Tasks to perform
#1 List every person whom the excerpt below refers to by surname alone, with no title or first name.
#2 Reproduce the part of the excerpt below that begins at the words "So, within hours" and stops after the words "the true situation.".

Excerpt provided
——

Dr Charteris was still rummaging in the bedroom when Adams and Lambie arrived on the scene. He walked calmly past them and hurtled down the stairs. Archibald Charteris was waiting in the street, and the pair ran off to Francis’ nearby home, where Wingate presently joined them. Having heard his account of what had happened, the Charteris brothers told him that he would have to get out of Glasgow. Wingate rushed off to Kelvinbridge subway station, where his erratic and panicky behaviour drew the attention of Miss Annie Armour, the booking clerk at the turnstile. Dr Charteris returned to Miss Gilchrist’s flat. He was exercised that Lambie’s recognition of him should not be put on record by the police. He was also anxious to supply senior police officers with an account of what had really taken place, coupled, perhaps, with a timely reminder of this family’s personal friendship with Alexander Ure.

So, within hours of the murder, the upper echelons of the Glasgow detective force knew the identity of the murderer, exactly how the murder had come about, and that two influential Glasgow families – the Charterises and the Birrells – were guiltily involved, although, of course, such junior officers as Trench then was would not have been informed of the true situation.

——

Records
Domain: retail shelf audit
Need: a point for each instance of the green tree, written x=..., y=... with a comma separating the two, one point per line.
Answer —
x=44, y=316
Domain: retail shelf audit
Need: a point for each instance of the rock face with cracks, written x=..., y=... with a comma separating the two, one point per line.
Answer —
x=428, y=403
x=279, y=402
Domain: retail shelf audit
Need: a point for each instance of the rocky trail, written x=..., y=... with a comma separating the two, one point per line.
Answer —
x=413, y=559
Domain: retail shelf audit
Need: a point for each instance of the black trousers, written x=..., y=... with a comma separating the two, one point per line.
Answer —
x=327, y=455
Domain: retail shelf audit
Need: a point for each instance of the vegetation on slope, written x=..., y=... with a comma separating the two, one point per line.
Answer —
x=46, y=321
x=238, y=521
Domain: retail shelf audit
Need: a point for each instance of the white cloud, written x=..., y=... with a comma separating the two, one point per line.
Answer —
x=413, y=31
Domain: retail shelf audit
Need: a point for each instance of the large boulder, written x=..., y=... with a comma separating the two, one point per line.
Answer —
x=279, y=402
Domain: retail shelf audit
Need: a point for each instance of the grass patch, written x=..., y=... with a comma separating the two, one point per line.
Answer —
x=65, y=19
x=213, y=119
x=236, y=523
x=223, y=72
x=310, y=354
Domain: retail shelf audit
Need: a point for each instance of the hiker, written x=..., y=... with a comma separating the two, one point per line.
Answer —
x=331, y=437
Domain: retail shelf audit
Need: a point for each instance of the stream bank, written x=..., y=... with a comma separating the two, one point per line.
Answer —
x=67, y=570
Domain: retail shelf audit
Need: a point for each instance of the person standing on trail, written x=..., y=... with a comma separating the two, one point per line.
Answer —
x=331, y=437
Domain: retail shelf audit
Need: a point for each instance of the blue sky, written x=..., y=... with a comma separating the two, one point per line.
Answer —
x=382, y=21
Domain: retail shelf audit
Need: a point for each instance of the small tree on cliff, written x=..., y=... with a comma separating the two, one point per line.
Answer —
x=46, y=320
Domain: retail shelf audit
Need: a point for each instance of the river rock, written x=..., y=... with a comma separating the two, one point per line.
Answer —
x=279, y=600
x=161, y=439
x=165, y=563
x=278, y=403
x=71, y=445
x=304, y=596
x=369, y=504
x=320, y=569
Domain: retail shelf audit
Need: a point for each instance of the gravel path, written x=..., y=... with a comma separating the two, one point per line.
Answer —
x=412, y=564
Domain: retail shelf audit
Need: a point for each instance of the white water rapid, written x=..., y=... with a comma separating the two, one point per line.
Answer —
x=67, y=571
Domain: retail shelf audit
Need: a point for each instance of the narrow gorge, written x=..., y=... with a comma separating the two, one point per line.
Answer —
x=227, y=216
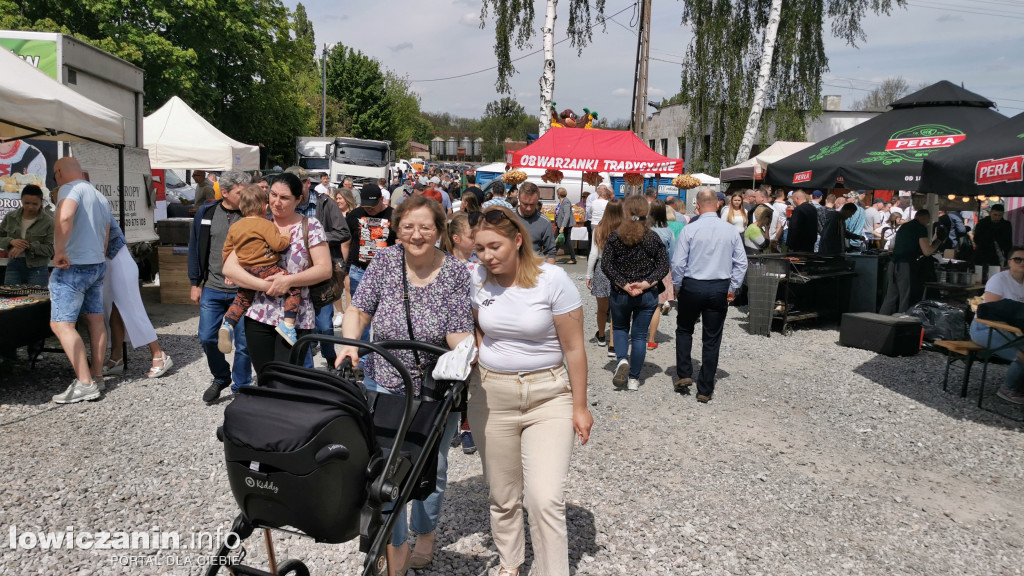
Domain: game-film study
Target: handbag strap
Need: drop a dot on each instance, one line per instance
(406, 300)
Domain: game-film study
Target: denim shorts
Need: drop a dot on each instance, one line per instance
(77, 290)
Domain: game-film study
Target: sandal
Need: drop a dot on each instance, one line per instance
(158, 371)
(112, 368)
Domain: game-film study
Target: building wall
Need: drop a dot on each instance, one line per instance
(666, 128)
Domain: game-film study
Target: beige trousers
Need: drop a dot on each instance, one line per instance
(522, 424)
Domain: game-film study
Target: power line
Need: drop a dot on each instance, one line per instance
(949, 9)
(538, 51)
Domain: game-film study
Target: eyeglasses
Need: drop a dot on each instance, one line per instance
(424, 230)
(492, 217)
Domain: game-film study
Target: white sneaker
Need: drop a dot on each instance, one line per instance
(622, 373)
(78, 392)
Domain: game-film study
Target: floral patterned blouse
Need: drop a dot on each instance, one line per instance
(271, 310)
(439, 309)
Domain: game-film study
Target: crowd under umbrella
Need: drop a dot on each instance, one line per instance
(989, 165)
(887, 152)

——

Answers by item number
#1 Adams, Lambie, Wingate, Trench

#2
So, within hours of the murder, the upper echelons of the Glasgow detective force knew the identity of the murderer, exactly how the murder had come about, and that two influential Glasgow families – the Charterises and the Birrells – were guiltily involved, although, of course, such junior officers as Trench then was would not have been informed of the true situation.